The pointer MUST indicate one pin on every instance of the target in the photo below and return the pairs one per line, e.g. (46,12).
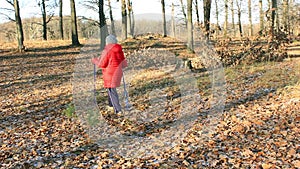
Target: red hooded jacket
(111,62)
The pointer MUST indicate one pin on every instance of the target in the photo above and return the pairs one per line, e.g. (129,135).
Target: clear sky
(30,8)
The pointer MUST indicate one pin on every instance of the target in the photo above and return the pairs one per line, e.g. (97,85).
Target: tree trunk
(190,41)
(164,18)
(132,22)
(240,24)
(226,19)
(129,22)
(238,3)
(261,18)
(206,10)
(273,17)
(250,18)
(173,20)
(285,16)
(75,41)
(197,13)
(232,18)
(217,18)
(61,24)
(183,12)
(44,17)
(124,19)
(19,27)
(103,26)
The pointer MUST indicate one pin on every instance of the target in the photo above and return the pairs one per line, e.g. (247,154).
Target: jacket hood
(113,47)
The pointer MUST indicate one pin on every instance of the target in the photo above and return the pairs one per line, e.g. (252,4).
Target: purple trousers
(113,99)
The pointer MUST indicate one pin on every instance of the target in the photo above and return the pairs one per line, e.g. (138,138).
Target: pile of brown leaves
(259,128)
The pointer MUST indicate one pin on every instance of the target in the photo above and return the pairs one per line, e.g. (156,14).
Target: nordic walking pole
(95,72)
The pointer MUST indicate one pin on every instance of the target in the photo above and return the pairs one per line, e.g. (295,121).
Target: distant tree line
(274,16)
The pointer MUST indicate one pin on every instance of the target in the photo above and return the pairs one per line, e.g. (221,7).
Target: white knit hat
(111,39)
──────
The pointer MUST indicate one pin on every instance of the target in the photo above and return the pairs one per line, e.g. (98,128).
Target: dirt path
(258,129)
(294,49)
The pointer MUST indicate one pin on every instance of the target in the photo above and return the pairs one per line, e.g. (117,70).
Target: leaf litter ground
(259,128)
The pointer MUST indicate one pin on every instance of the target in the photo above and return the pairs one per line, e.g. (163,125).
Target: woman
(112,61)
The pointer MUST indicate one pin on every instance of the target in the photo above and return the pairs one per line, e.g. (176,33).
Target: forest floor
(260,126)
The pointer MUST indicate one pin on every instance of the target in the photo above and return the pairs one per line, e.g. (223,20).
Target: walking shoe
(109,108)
──────
Exercise prompt.
Report every line in the records that contains the string "walking", copying each one in full. Case counts.

The answer.
Target: nordic walking pole
Target: walking shoe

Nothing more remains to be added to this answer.